▶ _WORK TO BE COMPLETED_
Gather every line in the listing below that contains the word "blue".

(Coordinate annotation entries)
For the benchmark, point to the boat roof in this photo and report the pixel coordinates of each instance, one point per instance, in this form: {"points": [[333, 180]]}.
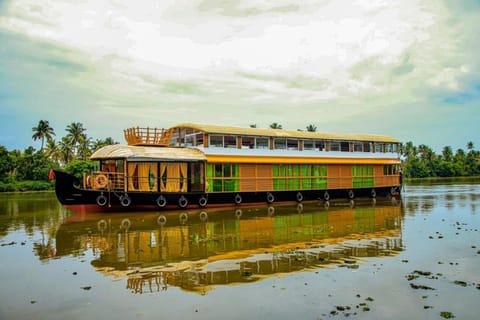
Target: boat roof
{"points": [[233, 130], [146, 153]]}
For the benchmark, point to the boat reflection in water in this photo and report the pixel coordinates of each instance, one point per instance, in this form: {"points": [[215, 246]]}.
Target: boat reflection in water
{"points": [[195, 250]]}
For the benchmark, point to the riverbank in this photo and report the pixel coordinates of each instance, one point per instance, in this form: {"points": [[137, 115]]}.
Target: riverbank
{"points": [[26, 186], [437, 180]]}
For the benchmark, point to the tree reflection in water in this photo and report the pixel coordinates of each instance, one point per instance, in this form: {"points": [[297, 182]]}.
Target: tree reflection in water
{"points": [[195, 250]]}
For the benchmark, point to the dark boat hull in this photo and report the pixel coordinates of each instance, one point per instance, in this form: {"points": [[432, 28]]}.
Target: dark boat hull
{"points": [[69, 191]]}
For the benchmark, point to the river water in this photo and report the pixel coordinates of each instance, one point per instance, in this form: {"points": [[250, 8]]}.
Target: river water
{"points": [[412, 258]]}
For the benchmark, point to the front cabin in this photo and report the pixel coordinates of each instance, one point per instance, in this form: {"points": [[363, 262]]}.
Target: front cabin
{"points": [[200, 164]]}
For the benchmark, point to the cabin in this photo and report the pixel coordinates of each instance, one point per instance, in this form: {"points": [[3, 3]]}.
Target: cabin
{"points": [[197, 163]]}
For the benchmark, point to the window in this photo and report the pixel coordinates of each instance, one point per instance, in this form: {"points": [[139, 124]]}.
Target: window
{"points": [[199, 139], [292, 144], [216, 141], [280, 143], [367, 146], [378, 147], [261, 143], [248, 142], [222, 177], [320, 145], [230, 141], [358, 147], [308, 145], [334, 146], [390, 169]]}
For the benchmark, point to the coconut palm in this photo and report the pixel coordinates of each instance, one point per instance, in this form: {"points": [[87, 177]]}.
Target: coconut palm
{"points": [[42, 131], [75, 134], [66, 150], [52, 150], [84, 147], [276, 126]]}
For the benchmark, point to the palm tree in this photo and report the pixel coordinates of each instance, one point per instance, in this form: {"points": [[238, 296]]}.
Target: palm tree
{"points": [[52, 150], [66, 151], [470, 146], [276, 126], [42, 131], [75, 134], [99, 143], [447, 153], [84, 150]]}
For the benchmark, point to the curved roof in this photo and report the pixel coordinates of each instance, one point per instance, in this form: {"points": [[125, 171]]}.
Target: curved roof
{"points": [[231, 130], [142, 153]]}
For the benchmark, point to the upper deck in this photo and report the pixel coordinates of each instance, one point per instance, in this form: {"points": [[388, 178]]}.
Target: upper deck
{"points": [[230, 140]]}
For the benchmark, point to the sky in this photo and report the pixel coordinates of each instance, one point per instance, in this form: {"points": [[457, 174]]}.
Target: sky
{"points": [[409, 69]]}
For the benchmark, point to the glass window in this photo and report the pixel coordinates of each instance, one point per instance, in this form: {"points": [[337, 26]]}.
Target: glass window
{"points": [[230, 141], [320, 145], [280, 143], [248, 142], [378, 147], [199, 139], [292, 144], [308, 145], [261, 143], [367, 146], [358, 146], [216, 141], [334, 146]]}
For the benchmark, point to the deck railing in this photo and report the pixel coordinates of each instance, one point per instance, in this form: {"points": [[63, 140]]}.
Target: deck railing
{"points": [[137, 136]]}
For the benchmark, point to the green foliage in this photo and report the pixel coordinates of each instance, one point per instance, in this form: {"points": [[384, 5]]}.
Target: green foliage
{"points": [[33, 166], [422, 162], [16, 186], [6, 164], [78, 167]]}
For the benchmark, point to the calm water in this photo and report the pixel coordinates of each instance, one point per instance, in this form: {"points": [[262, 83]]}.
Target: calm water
{"points": [[412, 258]]}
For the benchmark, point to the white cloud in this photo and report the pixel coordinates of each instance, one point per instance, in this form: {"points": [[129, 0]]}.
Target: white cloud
{"points": [[181, 59]]}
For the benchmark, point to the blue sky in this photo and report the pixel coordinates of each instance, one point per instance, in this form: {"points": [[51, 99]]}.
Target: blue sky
{"points": [[405, 68]]}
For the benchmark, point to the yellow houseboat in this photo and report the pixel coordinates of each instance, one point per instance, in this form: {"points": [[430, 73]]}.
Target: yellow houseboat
{"points": [[203, 165]]}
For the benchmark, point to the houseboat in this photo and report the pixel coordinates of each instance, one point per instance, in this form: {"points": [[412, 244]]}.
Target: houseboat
{"points": [[205, 165]]}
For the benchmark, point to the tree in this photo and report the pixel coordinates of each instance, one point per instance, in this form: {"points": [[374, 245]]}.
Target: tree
{"points": [[447, 153], [75, 134], [53, 151], [66, 150], [99, 143], [276, 126], [6, 164], [42, 131]]}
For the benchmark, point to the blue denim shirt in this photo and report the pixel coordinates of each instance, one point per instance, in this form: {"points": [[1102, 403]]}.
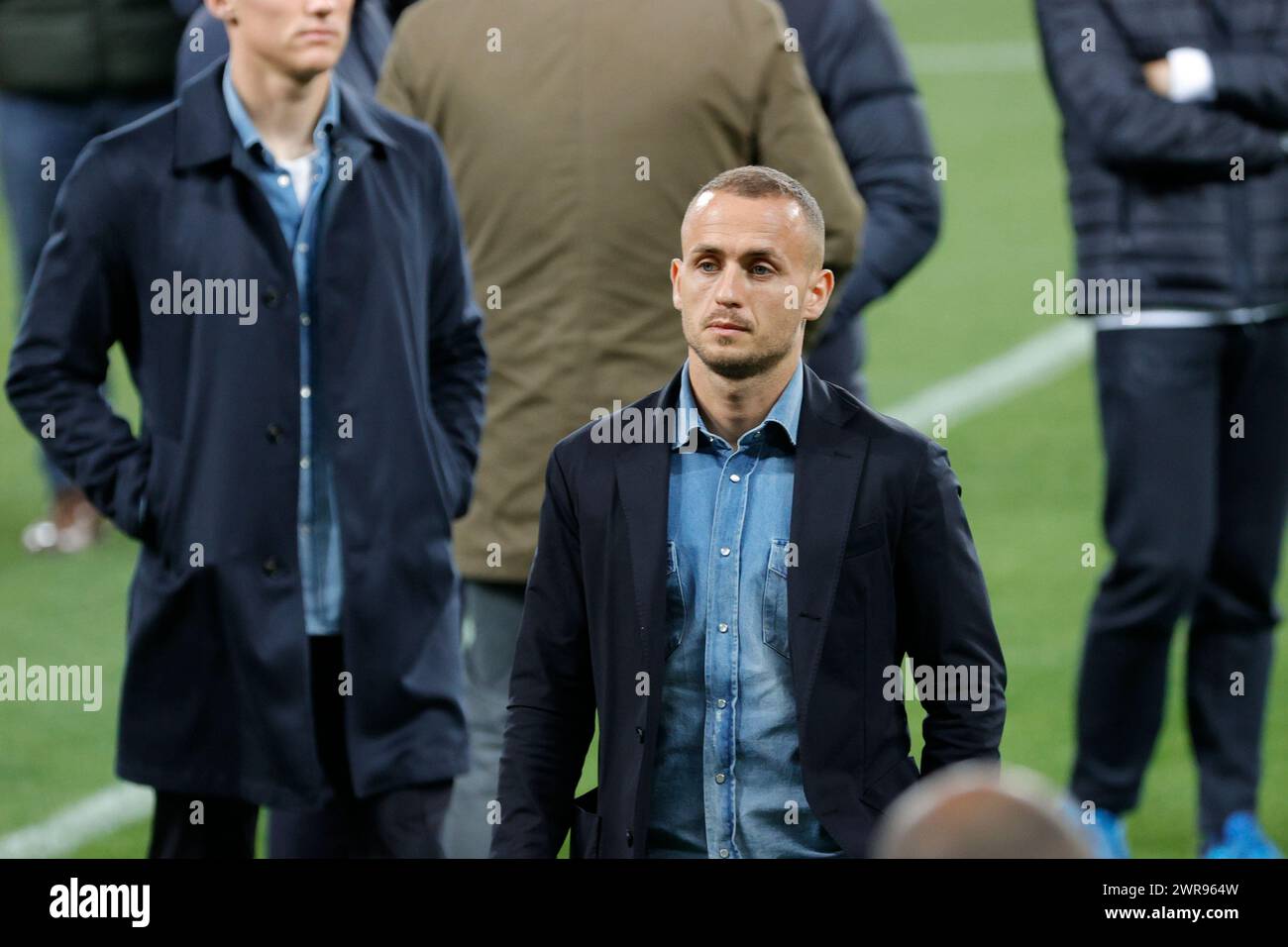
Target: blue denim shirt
{"points": [[726, 783], [317, 523]]}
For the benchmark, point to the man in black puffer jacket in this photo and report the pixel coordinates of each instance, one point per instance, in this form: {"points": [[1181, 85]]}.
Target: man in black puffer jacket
{"points": [[1175, 140], [866, 88]]}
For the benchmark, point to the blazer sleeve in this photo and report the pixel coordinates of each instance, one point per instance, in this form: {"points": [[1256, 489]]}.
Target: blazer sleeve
{"points": [[944, 618], [552, 710], [1107, 103], [795, 137], [458, 361], [59, 357]]}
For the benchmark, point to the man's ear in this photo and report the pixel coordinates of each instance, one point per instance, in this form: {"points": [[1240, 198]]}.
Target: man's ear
{"points": [[819, 291]]}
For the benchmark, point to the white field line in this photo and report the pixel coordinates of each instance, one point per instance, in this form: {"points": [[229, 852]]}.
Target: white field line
{"points": [[1029, 365], [91, 817]]}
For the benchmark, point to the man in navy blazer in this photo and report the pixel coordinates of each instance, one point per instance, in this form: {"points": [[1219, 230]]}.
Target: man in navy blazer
{"points": [[730, 571], [281, 262]]}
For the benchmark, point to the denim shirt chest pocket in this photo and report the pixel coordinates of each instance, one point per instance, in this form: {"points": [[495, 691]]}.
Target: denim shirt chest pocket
{"points": [[774, 611], [677, 613]]}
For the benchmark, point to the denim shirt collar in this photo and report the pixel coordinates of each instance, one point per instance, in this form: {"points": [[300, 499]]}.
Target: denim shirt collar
{"points": [[786, 411], [249, 134]]}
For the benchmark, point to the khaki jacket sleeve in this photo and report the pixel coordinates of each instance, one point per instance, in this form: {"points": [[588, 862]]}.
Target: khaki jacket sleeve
{"points": [[795, 137]]}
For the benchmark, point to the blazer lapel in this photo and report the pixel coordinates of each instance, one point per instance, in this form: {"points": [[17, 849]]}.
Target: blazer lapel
{"points": [[644, 484], [828, 468]]}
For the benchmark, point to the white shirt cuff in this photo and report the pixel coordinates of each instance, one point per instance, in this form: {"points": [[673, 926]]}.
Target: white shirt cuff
{"points": [[1190, 77]]}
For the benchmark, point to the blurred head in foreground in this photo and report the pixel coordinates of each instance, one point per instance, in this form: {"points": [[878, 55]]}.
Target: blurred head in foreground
{"points": [[979, 810]]}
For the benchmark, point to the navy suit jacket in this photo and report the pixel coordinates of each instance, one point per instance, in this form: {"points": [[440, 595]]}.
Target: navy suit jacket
{"points": [[887, 566], [217, 688]]}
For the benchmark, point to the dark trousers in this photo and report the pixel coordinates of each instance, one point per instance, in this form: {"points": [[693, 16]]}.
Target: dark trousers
{"points": [[492, 612], [1196, 517], [402, 823]]}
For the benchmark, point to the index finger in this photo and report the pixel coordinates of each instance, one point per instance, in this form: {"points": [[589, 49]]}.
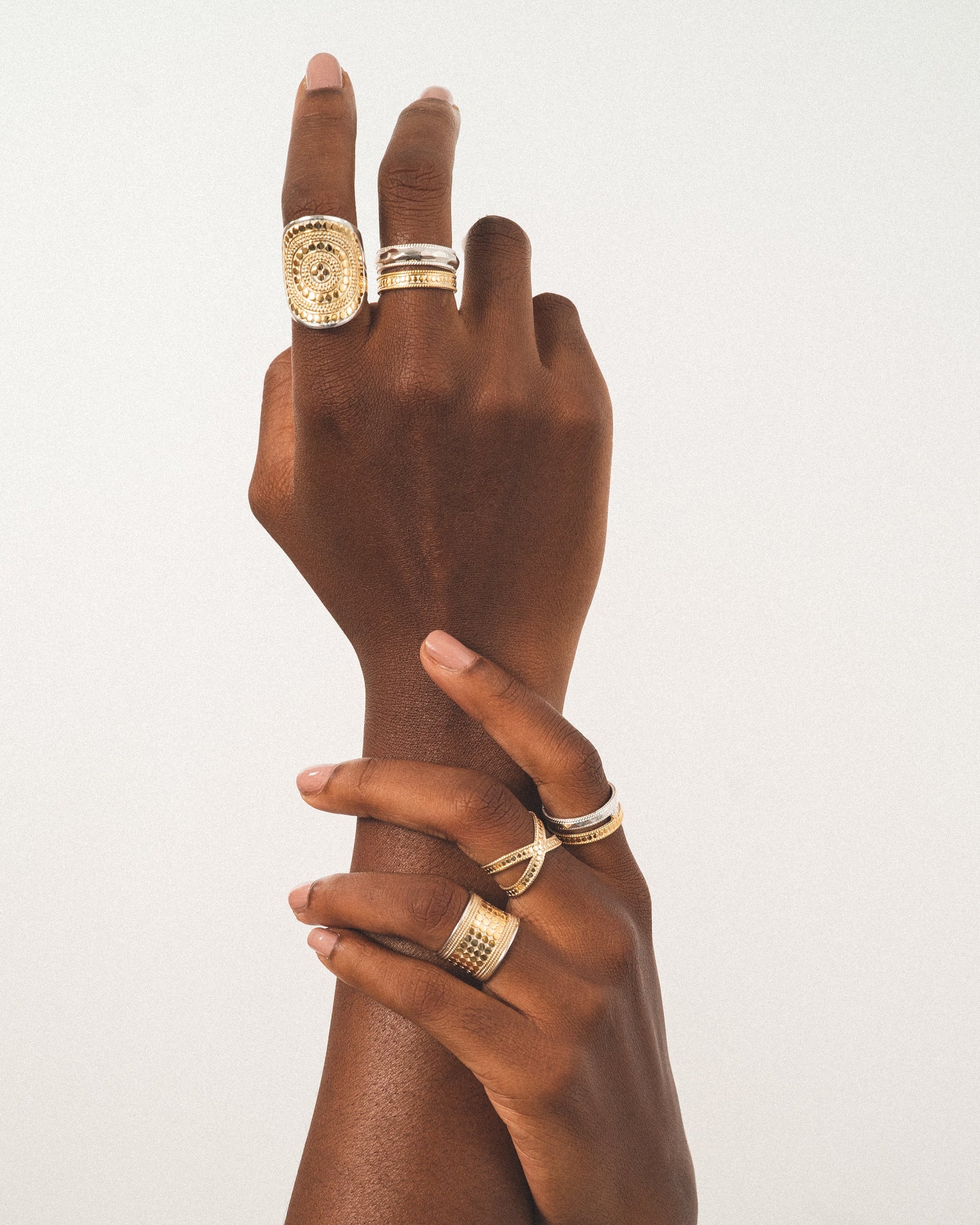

▶ _TASK ANSWER_
For the benchmark, point to the blue sky in this photo and report the pixel coordinates of each instance, one point per instance, in this form: {"points": [[51, 99]]}.
Target: blue sky
For the benchmark, point to the blue denim shirt in this photo and report the pixel coordinates of each instance, one point per instance, in this form: {"points": [[1102, 403]]}.
Target: blue denim shirt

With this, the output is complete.